— start —

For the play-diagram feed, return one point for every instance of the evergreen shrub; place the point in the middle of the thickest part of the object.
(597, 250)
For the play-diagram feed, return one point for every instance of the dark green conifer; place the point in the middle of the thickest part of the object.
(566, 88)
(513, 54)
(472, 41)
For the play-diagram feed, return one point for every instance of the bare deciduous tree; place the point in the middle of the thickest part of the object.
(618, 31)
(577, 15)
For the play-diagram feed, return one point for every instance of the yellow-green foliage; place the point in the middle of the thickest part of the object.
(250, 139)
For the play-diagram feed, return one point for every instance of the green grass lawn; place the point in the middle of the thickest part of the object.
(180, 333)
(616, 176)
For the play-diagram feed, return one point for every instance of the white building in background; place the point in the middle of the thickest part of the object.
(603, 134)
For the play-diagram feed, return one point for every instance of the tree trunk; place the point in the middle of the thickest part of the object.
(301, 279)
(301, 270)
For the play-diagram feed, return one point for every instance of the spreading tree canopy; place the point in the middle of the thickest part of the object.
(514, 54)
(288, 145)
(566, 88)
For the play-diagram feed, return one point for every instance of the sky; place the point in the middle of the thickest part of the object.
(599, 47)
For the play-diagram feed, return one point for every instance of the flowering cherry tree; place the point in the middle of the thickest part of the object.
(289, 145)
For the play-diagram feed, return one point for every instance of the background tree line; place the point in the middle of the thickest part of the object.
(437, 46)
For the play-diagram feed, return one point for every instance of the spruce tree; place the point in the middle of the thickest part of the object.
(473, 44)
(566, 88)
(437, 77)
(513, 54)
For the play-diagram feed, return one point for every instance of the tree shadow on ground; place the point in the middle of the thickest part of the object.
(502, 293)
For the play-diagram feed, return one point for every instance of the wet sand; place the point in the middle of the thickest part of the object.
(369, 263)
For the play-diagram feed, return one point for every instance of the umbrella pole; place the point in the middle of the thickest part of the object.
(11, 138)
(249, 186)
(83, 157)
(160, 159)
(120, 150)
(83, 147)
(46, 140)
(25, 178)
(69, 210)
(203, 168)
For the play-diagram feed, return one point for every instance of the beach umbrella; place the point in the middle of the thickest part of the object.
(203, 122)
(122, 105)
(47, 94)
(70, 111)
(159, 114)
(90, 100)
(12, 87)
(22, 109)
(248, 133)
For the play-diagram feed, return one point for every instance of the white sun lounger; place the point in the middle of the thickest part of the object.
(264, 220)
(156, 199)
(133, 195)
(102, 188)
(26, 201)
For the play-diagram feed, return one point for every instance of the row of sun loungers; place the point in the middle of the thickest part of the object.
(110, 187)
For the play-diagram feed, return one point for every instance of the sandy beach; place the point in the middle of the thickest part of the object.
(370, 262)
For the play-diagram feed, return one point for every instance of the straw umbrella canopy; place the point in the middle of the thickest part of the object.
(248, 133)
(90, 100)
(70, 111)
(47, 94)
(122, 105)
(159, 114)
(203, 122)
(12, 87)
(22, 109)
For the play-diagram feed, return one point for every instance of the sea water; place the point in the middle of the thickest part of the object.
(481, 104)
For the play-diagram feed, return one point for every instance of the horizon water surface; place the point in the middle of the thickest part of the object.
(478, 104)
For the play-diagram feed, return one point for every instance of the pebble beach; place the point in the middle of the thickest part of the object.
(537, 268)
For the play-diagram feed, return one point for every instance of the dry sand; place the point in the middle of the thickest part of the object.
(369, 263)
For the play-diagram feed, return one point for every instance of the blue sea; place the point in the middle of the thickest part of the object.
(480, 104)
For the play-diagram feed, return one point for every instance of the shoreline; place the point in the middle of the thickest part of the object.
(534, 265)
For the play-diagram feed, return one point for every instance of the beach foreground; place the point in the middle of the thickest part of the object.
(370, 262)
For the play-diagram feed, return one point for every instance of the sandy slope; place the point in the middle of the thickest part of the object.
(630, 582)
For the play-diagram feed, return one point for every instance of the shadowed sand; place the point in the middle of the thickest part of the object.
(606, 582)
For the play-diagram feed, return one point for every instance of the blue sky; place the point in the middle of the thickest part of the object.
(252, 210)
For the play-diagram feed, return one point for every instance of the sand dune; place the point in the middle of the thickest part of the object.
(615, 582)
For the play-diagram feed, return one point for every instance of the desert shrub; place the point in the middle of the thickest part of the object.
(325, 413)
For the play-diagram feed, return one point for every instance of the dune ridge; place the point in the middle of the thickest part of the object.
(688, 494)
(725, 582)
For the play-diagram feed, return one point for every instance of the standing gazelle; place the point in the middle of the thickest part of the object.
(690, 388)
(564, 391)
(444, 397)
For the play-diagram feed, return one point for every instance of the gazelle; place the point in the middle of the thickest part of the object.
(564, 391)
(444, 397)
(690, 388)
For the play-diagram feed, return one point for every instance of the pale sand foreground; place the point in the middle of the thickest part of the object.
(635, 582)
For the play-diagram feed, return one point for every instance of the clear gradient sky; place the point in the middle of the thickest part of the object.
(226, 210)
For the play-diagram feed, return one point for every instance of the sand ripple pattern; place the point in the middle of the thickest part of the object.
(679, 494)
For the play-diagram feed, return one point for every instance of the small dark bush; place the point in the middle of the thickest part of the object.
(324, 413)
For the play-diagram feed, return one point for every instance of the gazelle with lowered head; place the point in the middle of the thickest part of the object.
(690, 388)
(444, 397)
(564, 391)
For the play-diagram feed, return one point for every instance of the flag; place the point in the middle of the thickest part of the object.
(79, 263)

— end —

▶ What is expected
Can you render all of the data above as a JSON list of strings, with one string for each line and any blank lines left out?

▶ Worked answer
[
  "For the play-diagram feed, return one point for every instance of the evergreen shrub; place the point in the middle of the thickest part of the object.",
  "(597, 250)",
  "For the play-diagram feed, return one point for every instance of the dark green conifer; place the point in the middle of the thickest part of the object.",
  "(566, 88)",
  "(513, 54)",
  "(472, 41)",
  "For the play-diagram feed, return one point for every instance of the bare deciduous tree; place the point in the middle of the thickest part of the object.",
  "(618, 31)",
  "(577, 15)",
  "For the play-diagram feed, return one point for every instance of the yellow-green foliage; place the point in the middle of the thickest part of the object.",
  "(250, 139)",
  "For the play-diagram feed, return one point for every instance of the green grass lawn; place the point in the middle of the thickest part of the object.",
  "(180, 333)",
  "(616, 176)",
  "For the play-diagram feed, return one point for every instance of the white building in background; place the point in the middle of the thickest part of the object.",
  "(603, 134)",
  "For the play-diagram feed, return one point for every instance of the tree trunk; place the point in the middle of the thickest part of the object.",
  "(301, 279)",
  "(301, 270)",
  "For the play-diagram feed, return one point for every instance of the spreading tree canopy; place the point in the middle of the thickest part of the object.",
  "(514, 54)",
  "(288, 145)",
  "(566, 88)",
  "For the play-diagram feed, return one point for every instance of the sky; place the point in the middle of the thickest part of the object.",
  "(599, 47)",
  "For the play-diagram feed, return one point for every instance of the flowering cherry tree; place the point in the middle of the thickest part of the object.",
  "(289, 145)",
  "For the play-diagram feed, return one point for every instance of the background tree line; place the point in the middle of the thickest part of the object.",
  "(437, 46)",
  "For the play-diagram feed, return one point for every instance of the spruce tree; place the point in the middle of the thickest part of the object.",
  "(473, 44)",
  "(566, 88)",
  "(437, 77)",
  "(513, 54)",
  "For the play-diagram feed, return one point for every instance of the tree shadow on ground; place the point in the middle of the thickest part of the object.",
  "(502, 293)",
  "For the play-diagram feed, return one point for every instance of the wet sand; place the point in the middle of the thickest part of the object.",
  "(369, 263)",
  "For the play-diagram feed, return one point for every instance of the umbrella pole; place the point in the middle of the thickest part of the object.",
  "(11, 138)",
  "(249, 186)",
  "(83, 157)",
  "(160, 159)",
  "(120, 150)",
  "(83, 147)",
  "(46, 140)",
  "(25, 178)",
  "(69, 210)",
  "(203, 168)",
  "For the play-diagram feed, return one point for every instance of the beach umbrella; place the point in the middle of the thickest part of the object.",
  "(203, 122)",
  "(122, 105)",
  "(47, 94)",
  "(70, 111)",
  "(159, 114)",
  "(90, 100)",
  "(12, 87)",
  "(22, 109)",
  "(248, 133)",
  "For the play-diagram feed, return one point for every instance of the white sun lounger; place the point in the middle of the thickest part of the object.",
  "(264, 220)",
  "(156, 199)",
  "(133, 195)",
  "(102, 188)",
  "(26, 201)",
  "For the play-diagram feed, return one point for every instance of the row of sun loungers; place the point in the middle of the thickest part of the object.",
  "(110, 187)",
  "For the play-diagram feed, return one point for every instance of the sandy beach; place the point in the middle of the thickest part of the object.",
  "(370, 262)",
  "For the play-diagram feed, return one point for every instance of the straw umbrella canopy; place the point in the middle of the thickest part of the object.",
  "(248, 133)",
  "(90, 100)",
  "(70, 111)",
  "(47, 94)",
  "(122, 105)",
  "(159, 114)",
  "(203, 122)",
  "(12, 87)",
  "(22, 109)",
  "For the play-diagram feed, return one point for every instance of the sea water; place the point in the middle of the thickest part of the object.",
  "(481, 104)",
  "For the play-diagram feed, return one point for every instance of the horizon water surface; place the point in the middle of the thickest part of the object.",
  "(478, 104)",
  "For the play-diagram feed, return one point for every instance of the pebble beach; place the point in the middle of the thickest part of the object.",
  "(537, 268)",
  "For the play-diagram feed, return one point for every instance of the dry sand; place the point in the middle of the thickest part of the object.",
  "(369, 263)",
  "For the play-diagram feed, return one point for every instance of the blue sea; place the point in the middle of the thickest part of the object.",
  "(480, 104)",
  "For the play-diagram feed, return one point for every instance of the shoreline; place the point in the middle of the thickest part of the object.",
  "(534, 265)",
  "For the play-diagram feed, return one point for every instance of the beach foreground; place the point in the middle of the thickest part of the object.",
  "(370, 262)",
  "For the play-diagram feed, return one point for every instance of the sandy slope; place the point in the middle of the thickest part of the object.",
  "(630, 582)",
  "For the play-diagram feed, return one point for every instance of the shadowed sand; place the point in the middle of the thickest part of the object.",
  "(606, 582)",
  "For the play-diagram feed, return one point for every instance of the blue sky; place the point in the middle of the thickest part of the object.",
  "(252, 210)",
  "For the play-diagram feed, return one point for every instance of the sand dune; place the point in the middle of the thickest part of the object.",
  "(615, 582)",
  "For the play-diagram feed, return one point for every instance of the desert shrub; place the point in the middle of the thickest part of the object.",
  "(325, 413)",
  "For the play-diagram feed, return one point for every instance of the dune ridge; place the point in the middle of the thickest part of the object.",
  "(688, 494)",
  "(725, 582)",
  "For the play-diagram feed, return one point for every instance of the standing gazelle; place the point in the middle of the thickest part of the object.",
  "(690, 388)",
  "(564, 391)",
  "(444, 397)",
  "For the play-diagram feed, return one point for every instance of the gazelle; place the point in the middle of the thickest part of the object.",
  "(564, 391)",
  "(444, 397)",
  "(690, 388)",
  "For the play-diagram feed, return one point for every instance of the pale sand foreground; place the point in the middle of the thickest part of the object.",
  "(635, 582)",
  "For the play-diagram feed, return one point for every instance of the clear gradient sky; place the point in the middle of the thickest part of the object.",
  "(226, 210)",
  "For the play-diagram feed, return one point for every instance of the sand ripple pattern; place the point in the middle of the thickest part of the object.",
  "(679, 494)",
  "For the play-diagram feed, return one point for every instance of the small dark bush; place the point in the middle of the thickest part of the object.",
  "(324, 413)",
  "For the play-diagram feed, return one point for every instance of the gazelle with lowered head; place the point in the middle of the thickest part of the object.",
  "(690, 388)",
  "(444, 397)",
  "(564, 391)",
  "For the play-diagram feed, return one point for every instance of the flag; place the point in the middle of the thickest part of the object.",
  "(79, 263)"
]